Scan the data beneath this task and copy each line that includes "mark".

BEGIN Information

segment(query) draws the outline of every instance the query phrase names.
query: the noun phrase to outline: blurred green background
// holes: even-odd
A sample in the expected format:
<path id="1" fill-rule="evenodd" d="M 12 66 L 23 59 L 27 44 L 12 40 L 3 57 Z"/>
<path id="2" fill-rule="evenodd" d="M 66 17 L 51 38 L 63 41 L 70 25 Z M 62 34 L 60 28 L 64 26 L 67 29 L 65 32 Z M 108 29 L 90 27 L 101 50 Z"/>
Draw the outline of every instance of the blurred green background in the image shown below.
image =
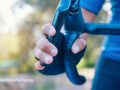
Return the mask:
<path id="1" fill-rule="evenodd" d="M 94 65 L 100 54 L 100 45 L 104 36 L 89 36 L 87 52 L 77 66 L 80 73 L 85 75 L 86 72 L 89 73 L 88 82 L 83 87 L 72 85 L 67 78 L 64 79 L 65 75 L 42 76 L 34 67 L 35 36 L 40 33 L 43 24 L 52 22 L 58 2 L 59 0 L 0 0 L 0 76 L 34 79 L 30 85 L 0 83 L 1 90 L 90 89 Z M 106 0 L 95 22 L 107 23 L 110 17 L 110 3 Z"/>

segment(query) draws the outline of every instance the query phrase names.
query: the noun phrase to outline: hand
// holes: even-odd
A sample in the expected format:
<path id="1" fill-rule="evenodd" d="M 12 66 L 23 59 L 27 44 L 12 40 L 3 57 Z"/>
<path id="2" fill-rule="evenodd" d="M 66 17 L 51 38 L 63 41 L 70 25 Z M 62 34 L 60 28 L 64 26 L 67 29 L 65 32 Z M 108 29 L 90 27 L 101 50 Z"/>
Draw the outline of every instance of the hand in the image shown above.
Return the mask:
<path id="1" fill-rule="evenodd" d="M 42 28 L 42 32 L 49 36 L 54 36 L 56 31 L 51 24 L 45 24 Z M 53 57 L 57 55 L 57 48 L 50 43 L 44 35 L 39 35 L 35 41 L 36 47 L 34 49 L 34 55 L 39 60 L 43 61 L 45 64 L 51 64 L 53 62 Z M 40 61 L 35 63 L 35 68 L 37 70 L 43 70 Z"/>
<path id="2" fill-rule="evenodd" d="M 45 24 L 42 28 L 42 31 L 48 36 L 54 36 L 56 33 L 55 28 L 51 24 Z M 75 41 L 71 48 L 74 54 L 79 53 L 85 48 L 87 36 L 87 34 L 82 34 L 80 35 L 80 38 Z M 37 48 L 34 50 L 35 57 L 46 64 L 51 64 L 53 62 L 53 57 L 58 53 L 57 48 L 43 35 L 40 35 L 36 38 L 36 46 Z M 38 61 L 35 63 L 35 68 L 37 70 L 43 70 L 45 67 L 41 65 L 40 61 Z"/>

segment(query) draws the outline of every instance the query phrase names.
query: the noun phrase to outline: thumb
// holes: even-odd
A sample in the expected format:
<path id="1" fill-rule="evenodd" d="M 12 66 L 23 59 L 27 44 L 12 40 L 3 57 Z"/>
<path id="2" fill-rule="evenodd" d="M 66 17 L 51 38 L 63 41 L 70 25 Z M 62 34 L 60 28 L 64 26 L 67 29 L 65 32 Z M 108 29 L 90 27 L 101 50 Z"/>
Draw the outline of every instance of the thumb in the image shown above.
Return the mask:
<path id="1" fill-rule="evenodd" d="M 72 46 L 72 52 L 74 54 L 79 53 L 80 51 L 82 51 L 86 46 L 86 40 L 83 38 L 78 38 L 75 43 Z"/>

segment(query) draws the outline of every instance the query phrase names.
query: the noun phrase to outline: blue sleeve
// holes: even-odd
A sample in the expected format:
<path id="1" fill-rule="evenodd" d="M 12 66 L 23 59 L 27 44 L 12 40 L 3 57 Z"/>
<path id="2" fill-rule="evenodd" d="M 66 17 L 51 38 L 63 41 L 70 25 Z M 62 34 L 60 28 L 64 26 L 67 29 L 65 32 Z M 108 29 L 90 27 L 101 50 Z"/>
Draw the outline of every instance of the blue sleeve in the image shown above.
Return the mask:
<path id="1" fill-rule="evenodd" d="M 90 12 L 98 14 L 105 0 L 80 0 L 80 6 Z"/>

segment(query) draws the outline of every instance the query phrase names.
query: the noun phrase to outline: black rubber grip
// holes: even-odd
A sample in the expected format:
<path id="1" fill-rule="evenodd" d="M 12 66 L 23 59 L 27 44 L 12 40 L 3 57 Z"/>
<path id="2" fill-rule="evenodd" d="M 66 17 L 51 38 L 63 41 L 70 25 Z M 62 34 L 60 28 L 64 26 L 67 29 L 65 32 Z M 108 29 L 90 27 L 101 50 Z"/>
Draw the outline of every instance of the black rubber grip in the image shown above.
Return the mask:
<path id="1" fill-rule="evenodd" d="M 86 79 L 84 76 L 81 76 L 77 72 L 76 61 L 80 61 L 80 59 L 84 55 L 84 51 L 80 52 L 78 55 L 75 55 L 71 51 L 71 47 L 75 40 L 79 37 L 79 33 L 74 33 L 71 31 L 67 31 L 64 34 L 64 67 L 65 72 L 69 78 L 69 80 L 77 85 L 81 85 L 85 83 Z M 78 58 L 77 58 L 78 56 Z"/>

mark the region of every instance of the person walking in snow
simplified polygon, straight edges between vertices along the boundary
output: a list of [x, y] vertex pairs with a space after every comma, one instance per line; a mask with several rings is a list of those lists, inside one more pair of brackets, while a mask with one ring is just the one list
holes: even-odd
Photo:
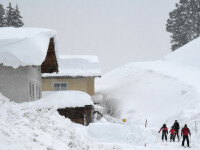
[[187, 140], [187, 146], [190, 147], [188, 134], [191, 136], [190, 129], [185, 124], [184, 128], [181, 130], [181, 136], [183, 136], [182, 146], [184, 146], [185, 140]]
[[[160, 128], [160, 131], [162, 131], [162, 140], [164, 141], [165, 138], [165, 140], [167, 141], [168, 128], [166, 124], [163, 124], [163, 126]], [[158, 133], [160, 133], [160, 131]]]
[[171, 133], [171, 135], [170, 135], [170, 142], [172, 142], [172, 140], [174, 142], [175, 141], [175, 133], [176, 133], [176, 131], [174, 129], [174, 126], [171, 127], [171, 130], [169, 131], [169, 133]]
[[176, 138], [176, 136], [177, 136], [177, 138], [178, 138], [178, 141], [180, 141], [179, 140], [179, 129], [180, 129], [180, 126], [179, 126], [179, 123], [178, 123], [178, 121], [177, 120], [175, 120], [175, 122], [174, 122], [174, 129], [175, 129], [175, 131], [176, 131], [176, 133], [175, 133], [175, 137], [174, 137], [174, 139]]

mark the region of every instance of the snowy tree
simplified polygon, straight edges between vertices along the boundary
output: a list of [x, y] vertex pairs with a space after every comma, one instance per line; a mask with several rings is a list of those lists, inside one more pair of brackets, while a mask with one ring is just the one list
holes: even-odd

END Information

• Answer
mark the region of every instance of the person walking in snow
mark the region of every instance of the snowy tree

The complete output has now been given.